*To do*.
Once the pictures are set aside, print the records that follow exactly as written.

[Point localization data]
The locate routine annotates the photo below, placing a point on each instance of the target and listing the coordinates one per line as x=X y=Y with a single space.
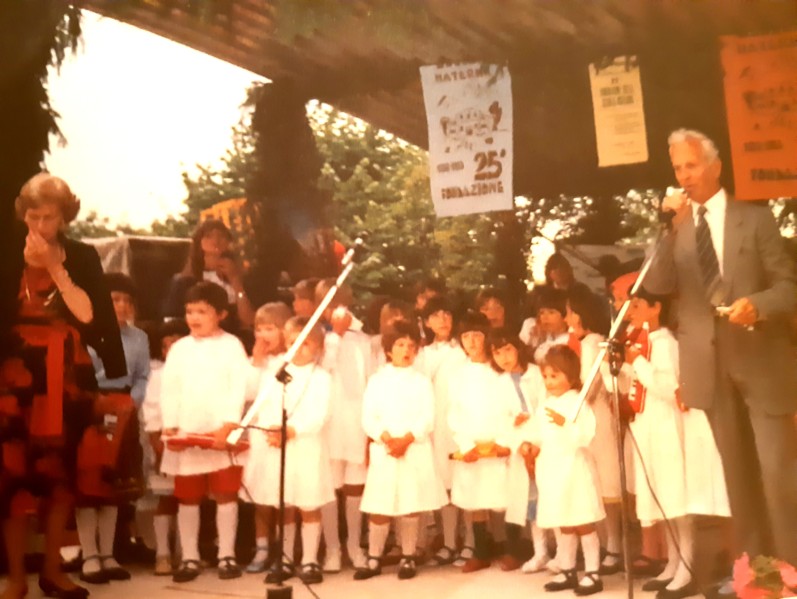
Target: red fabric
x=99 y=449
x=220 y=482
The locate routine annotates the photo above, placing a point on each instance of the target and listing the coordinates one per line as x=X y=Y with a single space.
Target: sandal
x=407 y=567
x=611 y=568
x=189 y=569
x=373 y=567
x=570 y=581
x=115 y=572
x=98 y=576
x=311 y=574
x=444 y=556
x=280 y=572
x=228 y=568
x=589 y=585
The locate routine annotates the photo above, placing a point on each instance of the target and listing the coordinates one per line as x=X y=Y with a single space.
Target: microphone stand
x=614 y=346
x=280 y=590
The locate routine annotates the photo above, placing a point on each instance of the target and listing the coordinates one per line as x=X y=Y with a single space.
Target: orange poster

*Written reply*.
The locate routine annotates the photo below, placing a point on each instance of the target and listing the coordinates one per line as x=X y=Y with a single space.
Target: red fabric
x=99 y=449
x=220 y=482
The locate routine annotates the photo above, placing a point on each instance of the target and listing the coordinates one per line as x=X y=Y with a single space.
Target: sandal
x=407 y=567
x=611 y=568
x=189 y=569
x=373 y=567
x=570 y=581
x=115 y=572
x=98 y=576
x=311 y=574
x=444 y=556
x=280 y=572
x=228 y=568
x=589 y=585
The locate routine annotates the photo above, placing a point on each instance of the target and listing the coordinates one per line as x=X y=Y with a single space.
Target: microphone stand
x=614 y=346
x=280 y=590
The locate routine annotates the photo above, placing a point on each instance of the target and listing the coordinates one per line as x=X y=Y with a single space.
Target: orange poster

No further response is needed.